Growing tips: watermelons need space to grow, a sunny spot (at least six hours of sun a day) and plenty of moisture, a rich soil and a warm, frost-free climate, the warmer the better. Go easy on the nitrogen-rich fertilisers (like blood and bone or Nitrosol) or you’ll get a very big vine with few fruit. In temperate zones, sow seed in spring (but seeds won’t germinate when temperatures are below 15°C). In temperate zones, you can sow seed from September until December, so it’s not too late to get started. In subtropical zones you can sow seed from September until January.
Sowing seed: sow seed in clumps of 4 or five seeds, let them germinate and when seedlings are growing well, pick out and discard the weakest plant and let the strongest one or two grow on. If you have no space problems and want to set up a real watermelon patch, sow clumps 5m apart.
Growing tips: young plants need lots of water, but once fruit starts to mature it needs less water. When flowering starts, give plants a feed with citrus food (eg, Dynamic Lifter for fruit & citrus), and keep on feeding every four weeks. Mulch the ground around plants to retain soil moisture.

§ Required tasks:
• a. According to the watermelon growing tips, how much sun a day do watermelons need?
• b. Continue the watermelon growing tips, starting after the last sentence.

§ Referring expression pointing data:
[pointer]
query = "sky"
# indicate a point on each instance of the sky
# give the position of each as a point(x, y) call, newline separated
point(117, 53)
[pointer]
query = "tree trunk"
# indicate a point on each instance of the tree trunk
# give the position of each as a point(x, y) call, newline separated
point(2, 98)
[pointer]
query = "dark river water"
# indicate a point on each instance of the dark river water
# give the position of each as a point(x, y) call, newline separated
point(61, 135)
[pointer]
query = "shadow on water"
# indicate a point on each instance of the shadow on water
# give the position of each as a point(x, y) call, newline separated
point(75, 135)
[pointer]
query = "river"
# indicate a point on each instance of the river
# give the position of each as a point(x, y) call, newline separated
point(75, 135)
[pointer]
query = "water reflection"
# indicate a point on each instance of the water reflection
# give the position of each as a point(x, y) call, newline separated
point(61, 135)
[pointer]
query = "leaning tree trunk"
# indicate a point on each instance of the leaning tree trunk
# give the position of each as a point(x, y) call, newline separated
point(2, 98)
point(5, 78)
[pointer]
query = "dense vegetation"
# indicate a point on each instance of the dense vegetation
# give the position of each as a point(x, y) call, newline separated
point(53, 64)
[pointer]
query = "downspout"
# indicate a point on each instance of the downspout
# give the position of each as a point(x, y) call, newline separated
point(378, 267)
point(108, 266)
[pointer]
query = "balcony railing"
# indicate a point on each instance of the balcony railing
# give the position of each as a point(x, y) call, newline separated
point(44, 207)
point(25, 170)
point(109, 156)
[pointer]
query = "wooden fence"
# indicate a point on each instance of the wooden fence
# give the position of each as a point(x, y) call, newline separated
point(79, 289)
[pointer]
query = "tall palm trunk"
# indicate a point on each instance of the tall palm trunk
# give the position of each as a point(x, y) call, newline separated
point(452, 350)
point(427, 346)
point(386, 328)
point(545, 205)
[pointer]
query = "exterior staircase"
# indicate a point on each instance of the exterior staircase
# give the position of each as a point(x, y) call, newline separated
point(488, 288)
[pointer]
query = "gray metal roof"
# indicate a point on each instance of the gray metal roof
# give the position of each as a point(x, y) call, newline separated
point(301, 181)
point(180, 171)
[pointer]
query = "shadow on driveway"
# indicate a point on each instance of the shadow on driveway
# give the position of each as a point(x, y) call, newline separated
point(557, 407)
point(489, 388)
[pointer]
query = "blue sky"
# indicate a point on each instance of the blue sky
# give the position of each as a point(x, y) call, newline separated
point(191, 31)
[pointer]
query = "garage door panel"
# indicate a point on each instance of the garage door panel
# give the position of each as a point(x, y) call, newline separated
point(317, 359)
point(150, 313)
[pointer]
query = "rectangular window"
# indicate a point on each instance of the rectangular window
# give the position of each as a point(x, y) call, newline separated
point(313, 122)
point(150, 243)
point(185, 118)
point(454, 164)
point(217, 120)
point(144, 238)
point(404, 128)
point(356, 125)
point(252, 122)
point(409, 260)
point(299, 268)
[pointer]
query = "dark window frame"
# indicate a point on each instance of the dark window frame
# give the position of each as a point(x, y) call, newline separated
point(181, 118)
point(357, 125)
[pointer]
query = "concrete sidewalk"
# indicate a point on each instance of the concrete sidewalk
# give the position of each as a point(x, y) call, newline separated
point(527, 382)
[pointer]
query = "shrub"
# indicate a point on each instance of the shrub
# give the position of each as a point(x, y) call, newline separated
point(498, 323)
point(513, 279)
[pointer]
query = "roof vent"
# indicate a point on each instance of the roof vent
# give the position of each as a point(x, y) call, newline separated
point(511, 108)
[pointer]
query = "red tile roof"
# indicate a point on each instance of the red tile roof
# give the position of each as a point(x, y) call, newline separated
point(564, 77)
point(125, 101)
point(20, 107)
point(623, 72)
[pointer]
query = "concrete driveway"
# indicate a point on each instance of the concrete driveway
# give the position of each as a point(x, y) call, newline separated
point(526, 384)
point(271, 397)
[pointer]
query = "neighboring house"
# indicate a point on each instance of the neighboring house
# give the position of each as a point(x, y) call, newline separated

§ Results by task:
• a. At least six hours of sun a day.

• b.
Harvesting: harvest in mid to late summer, about 12-16 weeks after planting seed. To save space, pinch out the terminal tips of the vine’s runners when they’re about 2m long, and this will limit their spread.
Baby melons: new baby watermelons are available as seedlings and seeds now. These plants grow only about 1.2m wide and produce much smaller fruit. A choice of flesh colours (yellow, orange and red) is also available in baby melons.
Harvesting tips: watermelons are ripe when they have grown to full size,  when the underside of the melon changes colour from green to light yellow, and when the fruit gives off a hollow sound when you tap it with the knuckle of your hand.
Problems: the fungal disease powdery mildew can occur in humid summers, so routinely spray plants with a mix of one part milk to nine parts water. Do this every week, and repeat sprays after it has rained.

How do they grow seedless watermelons?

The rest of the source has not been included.